■ **Text under study**

-*-

As I have shown above, there are several ways to synthesise prebiotic organic compounds, all of which seem to be realistic, though the extent of their contribution to the early Earth will in most cases depend on the exact environmental circumstances in the place and at the time that they arise. Nevertheless, any one or (most likely) all of the following processes will allow for the synthesis of at least some organic molecules that would contribute to making the Earth habitable (Bernstein, 2006; Cady, 2001; Ehrenfreund et al., 2002, 2005; Ehrenfreund & Cami, 2010; Zahnle et al., 2007, 2010):

Spark discharge synthesis: in practice this means lightning but also includes the effects of high energy solar radiation, especially UV, in the atmosphere. The outcome depends on the oxidation state of the atmosphere and on how much hydrogen is/was present; but although yields of organic products might be limited in the general atmosphere, considerable quantities of biogenic organic molecules could be made locally during volcanic eruptions (Parker et al., 2011).

-*-

■ **Recorded information**
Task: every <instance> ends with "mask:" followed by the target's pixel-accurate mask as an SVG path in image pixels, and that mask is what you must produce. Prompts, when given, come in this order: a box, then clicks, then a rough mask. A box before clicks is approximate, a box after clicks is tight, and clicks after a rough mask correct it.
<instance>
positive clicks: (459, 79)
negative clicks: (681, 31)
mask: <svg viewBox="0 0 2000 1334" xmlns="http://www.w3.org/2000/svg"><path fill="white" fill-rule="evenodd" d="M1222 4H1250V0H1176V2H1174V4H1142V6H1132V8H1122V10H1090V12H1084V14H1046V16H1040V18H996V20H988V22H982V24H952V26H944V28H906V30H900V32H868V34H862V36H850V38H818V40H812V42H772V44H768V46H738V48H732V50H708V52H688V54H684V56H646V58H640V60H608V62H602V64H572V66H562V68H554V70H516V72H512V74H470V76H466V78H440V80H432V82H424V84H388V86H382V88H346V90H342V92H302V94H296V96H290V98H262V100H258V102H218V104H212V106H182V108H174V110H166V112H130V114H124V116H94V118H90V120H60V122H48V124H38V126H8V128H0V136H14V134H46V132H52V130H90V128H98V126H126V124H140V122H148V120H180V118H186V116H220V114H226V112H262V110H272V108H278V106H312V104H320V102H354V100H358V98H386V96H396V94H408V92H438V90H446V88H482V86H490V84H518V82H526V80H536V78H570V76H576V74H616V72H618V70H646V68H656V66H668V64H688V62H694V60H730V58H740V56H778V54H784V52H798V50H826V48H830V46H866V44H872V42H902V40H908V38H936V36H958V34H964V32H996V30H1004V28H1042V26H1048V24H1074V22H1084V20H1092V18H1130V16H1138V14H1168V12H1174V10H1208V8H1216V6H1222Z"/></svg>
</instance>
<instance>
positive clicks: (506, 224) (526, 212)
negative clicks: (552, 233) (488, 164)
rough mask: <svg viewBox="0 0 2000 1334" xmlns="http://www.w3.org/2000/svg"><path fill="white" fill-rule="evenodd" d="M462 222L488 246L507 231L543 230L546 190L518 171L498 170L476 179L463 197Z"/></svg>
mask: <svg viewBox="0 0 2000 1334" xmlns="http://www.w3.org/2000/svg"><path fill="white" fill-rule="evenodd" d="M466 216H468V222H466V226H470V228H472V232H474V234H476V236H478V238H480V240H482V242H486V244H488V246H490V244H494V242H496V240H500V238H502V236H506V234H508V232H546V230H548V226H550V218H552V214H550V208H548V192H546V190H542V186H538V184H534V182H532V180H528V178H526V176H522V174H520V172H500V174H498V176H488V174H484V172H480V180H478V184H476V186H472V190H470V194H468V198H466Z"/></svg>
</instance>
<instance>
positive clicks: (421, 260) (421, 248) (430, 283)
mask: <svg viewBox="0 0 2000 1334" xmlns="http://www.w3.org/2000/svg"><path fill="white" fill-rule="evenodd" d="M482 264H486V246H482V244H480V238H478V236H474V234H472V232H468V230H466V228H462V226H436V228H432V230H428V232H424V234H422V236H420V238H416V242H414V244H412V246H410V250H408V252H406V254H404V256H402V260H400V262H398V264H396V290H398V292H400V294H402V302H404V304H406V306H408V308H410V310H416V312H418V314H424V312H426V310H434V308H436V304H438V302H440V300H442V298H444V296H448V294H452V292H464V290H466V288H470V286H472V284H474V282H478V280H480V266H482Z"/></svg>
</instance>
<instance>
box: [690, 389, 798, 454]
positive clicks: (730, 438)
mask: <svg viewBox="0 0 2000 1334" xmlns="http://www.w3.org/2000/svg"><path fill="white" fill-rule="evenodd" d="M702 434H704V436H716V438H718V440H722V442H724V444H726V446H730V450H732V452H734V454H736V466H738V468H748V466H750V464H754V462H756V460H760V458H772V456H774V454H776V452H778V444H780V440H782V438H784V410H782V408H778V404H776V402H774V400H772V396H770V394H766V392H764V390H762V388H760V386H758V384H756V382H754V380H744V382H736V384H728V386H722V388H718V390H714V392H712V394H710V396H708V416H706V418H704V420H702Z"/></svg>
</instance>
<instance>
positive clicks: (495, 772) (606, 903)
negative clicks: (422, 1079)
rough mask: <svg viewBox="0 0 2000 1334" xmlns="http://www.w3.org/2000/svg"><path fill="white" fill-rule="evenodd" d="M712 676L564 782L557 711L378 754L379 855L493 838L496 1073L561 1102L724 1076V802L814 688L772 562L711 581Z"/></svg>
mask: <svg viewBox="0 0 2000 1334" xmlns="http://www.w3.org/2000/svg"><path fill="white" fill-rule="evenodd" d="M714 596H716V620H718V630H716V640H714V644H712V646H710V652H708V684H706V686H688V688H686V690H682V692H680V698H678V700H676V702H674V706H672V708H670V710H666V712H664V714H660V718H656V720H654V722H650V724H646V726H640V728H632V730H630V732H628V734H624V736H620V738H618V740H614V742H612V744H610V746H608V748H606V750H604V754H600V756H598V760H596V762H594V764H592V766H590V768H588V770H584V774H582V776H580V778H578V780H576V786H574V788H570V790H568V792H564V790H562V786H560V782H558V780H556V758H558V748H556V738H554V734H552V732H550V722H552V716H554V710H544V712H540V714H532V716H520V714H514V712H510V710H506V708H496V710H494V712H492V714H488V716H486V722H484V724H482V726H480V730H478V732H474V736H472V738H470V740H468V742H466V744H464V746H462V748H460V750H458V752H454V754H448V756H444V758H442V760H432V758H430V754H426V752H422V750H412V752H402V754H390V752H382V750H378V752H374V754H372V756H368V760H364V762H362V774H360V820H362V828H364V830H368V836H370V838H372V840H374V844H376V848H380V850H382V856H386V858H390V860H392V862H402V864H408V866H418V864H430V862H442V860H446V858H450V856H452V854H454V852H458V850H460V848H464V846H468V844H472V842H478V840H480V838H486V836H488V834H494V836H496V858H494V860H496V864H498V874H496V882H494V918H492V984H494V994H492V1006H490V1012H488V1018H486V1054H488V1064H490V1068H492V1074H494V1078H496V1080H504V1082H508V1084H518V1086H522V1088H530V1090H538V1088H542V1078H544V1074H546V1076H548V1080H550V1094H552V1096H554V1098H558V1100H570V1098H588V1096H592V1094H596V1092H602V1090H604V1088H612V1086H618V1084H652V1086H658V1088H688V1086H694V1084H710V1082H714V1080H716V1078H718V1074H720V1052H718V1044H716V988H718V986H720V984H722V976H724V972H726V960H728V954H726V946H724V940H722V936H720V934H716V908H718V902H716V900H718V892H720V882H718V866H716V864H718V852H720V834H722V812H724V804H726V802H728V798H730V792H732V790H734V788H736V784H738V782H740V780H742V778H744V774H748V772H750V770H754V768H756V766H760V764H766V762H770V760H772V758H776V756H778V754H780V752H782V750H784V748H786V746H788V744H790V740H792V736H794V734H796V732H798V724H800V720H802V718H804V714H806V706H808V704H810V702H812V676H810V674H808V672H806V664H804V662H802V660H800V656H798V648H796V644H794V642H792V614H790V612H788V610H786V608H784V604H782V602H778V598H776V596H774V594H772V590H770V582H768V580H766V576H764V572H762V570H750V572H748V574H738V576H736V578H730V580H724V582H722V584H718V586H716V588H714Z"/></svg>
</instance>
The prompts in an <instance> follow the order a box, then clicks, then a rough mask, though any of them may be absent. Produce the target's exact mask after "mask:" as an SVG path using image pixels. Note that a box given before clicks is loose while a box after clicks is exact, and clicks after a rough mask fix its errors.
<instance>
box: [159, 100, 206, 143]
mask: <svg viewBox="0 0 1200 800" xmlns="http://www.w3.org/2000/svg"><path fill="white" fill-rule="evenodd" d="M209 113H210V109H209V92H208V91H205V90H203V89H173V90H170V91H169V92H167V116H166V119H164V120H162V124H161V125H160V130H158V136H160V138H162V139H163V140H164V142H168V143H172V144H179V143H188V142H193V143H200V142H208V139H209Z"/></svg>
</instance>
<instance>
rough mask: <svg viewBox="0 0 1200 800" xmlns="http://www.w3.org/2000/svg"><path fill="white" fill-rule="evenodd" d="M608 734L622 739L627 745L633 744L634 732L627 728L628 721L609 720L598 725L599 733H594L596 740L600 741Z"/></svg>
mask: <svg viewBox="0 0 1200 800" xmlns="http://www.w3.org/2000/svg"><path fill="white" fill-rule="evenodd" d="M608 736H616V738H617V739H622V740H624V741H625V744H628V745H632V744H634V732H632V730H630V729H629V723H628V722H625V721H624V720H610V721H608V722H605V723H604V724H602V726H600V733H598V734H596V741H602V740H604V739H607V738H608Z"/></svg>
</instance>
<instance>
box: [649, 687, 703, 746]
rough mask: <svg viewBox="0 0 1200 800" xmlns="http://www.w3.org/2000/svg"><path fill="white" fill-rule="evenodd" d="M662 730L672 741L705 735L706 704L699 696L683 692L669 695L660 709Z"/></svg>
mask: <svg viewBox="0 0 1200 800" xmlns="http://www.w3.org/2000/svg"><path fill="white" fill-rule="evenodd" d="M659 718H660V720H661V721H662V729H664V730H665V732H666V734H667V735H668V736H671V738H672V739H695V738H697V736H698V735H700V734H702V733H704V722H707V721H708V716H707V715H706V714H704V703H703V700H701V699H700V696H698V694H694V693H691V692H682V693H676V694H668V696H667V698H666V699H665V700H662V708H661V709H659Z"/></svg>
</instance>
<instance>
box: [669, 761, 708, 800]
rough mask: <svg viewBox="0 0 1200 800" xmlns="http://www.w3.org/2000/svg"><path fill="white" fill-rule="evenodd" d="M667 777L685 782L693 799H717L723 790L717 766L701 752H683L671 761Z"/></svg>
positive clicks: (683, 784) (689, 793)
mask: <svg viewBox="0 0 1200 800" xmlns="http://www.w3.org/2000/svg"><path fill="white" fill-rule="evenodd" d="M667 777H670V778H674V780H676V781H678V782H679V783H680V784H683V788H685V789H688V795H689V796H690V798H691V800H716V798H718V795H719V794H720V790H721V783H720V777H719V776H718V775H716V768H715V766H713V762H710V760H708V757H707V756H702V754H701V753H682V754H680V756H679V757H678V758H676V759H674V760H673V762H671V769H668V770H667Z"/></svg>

-*-

■ **Activity 1**
Decide whether each statement agrees with the passage on prebiotic organic synthesis. Answer yes or no for each, quoting exactly the words of the passage that decide it.
(a) Spark discharge synthesis covers the effects of high energy solar radiation as well as lightning.
(b) The outcome of spark discharge synthesis does not depend on the oxidation state of the atmosphere.
(c) Yields of organic products in the general atmosphere are described as abundant.
■ **Activity 2**
Write the next part of the passage on prebiotic organic synthesis, starting after its final sentence.
The records are separate material, unconnected to the passage on prebiotic organic synthesis.

■ **Exercise output 1**
(a) Yes: "in practice this means lightning but also includes the effects of high energy solar radiation, especially UV, in the atmosphere"
(b) No: "The outcome depends on the oxidation state of the atmosphere"
(c) No: "yields of organic products might be limited in the general atmosphere"

■ **Exercise output 2**
Hydrothermal vent synthesis: high temperature chemistry in the water outflow of deep-ocean (black smoker) vents can generate interesting chemical pathways but the stability of amino acids and other compounds in these environments remains problematic, and such vents may actually purge the seawater of biogenic molecules. Cooler, alkaline (white smoker) vents support a wide range of organic synthesis and readily support production of bubbles bounded by an inorganic membrane across which a proton gradient is naturally established (Martin & Russell, 2007; Simoncini, Russell & Kleidon, 2011), which might be the primeval ancestor of chemiosmotic coupling; ‘an energy source that must have been available to emergent life’ (Russell, 2010).